- _DATA SUPPLIED_
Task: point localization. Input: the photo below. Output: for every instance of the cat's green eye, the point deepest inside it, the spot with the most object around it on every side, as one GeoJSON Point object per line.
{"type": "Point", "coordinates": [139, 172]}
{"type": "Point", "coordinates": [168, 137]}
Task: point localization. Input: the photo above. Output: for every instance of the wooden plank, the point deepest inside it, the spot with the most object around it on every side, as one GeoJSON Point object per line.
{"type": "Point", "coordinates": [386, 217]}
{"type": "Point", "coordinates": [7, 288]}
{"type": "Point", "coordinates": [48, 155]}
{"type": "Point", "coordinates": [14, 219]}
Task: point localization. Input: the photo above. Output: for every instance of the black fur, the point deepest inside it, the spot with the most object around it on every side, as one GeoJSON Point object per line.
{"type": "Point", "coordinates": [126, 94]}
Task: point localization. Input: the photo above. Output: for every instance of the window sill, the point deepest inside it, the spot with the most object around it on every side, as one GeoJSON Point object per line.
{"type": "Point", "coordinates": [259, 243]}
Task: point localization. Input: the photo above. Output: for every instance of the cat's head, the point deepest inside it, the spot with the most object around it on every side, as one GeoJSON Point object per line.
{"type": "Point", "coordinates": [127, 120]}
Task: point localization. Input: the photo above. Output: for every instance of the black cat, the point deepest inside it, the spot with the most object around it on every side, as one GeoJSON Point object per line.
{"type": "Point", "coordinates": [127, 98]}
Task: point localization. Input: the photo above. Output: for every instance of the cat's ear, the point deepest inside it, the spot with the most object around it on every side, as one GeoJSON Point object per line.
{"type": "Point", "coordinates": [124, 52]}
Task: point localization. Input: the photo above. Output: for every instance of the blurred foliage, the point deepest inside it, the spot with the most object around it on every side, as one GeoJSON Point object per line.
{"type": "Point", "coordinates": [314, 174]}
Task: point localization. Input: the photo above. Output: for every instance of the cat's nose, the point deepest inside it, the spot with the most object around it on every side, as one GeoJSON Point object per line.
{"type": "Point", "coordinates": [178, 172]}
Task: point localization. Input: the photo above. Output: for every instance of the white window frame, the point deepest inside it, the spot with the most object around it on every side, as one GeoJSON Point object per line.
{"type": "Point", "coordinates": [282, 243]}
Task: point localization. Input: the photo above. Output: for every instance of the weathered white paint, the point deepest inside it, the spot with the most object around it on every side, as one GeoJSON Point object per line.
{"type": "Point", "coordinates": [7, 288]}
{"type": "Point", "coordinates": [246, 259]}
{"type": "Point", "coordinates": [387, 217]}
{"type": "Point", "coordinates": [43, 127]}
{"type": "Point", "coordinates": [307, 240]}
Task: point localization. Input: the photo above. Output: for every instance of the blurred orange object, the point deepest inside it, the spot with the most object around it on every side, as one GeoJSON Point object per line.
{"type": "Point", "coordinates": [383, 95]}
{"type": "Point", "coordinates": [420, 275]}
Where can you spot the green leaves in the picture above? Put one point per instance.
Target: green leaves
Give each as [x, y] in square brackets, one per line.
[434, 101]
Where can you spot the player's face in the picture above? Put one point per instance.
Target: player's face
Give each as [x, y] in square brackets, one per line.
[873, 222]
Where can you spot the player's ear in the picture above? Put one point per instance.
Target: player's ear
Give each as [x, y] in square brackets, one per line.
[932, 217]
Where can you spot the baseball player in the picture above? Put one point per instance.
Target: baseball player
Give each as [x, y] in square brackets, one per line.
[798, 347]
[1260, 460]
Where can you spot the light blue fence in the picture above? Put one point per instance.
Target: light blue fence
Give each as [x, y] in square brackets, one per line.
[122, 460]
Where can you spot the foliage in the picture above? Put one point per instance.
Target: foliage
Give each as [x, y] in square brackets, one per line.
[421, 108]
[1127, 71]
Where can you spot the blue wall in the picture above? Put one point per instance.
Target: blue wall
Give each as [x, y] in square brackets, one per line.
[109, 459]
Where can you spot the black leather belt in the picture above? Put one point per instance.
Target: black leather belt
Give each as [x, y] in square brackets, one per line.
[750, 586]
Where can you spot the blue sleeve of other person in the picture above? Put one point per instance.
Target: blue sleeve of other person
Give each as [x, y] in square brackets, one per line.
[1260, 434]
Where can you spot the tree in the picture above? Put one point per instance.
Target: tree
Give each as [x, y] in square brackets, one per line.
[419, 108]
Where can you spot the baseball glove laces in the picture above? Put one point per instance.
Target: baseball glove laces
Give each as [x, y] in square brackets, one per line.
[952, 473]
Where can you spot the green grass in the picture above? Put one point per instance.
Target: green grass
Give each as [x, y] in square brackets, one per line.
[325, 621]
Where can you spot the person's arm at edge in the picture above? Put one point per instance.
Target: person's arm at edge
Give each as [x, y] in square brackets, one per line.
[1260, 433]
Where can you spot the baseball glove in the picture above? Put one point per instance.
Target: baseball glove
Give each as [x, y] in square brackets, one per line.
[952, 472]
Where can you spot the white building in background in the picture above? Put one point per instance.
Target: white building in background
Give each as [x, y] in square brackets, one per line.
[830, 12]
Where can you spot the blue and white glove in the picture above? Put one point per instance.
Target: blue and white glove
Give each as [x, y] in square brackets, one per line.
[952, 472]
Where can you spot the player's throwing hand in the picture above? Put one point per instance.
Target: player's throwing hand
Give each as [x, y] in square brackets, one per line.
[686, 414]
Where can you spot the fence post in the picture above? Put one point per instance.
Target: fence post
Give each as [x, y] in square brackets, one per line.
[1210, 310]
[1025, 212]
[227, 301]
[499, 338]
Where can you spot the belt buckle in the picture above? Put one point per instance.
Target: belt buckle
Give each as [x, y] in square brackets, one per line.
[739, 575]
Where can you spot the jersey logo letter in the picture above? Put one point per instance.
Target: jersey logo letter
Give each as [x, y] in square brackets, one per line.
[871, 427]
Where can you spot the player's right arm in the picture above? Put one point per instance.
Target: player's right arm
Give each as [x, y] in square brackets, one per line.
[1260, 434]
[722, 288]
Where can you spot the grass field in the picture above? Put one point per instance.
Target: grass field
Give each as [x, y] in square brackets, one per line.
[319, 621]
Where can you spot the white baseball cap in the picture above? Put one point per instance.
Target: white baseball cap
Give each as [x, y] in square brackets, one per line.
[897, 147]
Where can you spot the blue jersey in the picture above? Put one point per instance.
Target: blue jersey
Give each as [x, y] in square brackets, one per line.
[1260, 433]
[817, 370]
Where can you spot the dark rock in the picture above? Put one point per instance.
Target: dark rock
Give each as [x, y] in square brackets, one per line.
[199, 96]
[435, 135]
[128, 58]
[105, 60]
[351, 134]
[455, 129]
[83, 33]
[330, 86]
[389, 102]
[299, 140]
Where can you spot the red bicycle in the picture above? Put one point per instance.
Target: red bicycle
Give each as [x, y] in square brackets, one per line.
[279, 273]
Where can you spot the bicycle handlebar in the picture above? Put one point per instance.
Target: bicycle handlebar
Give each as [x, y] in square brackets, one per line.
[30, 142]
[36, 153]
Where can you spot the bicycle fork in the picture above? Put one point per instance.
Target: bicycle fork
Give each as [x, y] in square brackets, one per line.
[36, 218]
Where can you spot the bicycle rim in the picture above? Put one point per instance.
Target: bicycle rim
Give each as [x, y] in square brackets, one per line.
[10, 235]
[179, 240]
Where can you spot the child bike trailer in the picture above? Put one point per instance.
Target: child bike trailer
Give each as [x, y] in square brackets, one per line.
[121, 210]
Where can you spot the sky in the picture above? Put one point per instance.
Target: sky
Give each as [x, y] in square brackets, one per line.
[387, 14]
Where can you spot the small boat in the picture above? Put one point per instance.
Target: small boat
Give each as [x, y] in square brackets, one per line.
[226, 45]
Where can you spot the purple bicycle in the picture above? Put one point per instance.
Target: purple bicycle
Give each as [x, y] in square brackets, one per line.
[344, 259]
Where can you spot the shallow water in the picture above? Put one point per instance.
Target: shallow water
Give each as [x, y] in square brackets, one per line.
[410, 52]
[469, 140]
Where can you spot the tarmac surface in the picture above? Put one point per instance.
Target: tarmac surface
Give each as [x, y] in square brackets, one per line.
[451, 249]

- _WHAT YOU WILL DO_
Write out, word for word, every line from the one containing "Where can you spot the small" through the last line of the records above.

- _EXERCISE SOLUTION_
Where can you spot the small boat in the picture above? Put one point per instance.
Target: small boat
Give each as [x, y] in square brackets, one per line.
[226, 45]
Where can you spot the purple bicycle in the picture above? Put one point per instance.
Target: purple bicycle
Give each as [x, y] in square brackets, one per line.
[344, 259]
Where can you spot the shallow water in the picture above? Put one point per instance.
Target: shallow water
Give each as [x, y] in square brackets, one per line.
[410, 52]
[469, 140]
Where can you spot the tarmac surface in the picture above? Put one point per instance.
Target: tarmac surface
Give each as [x, y] in square brackets, one per line.
[451, 249]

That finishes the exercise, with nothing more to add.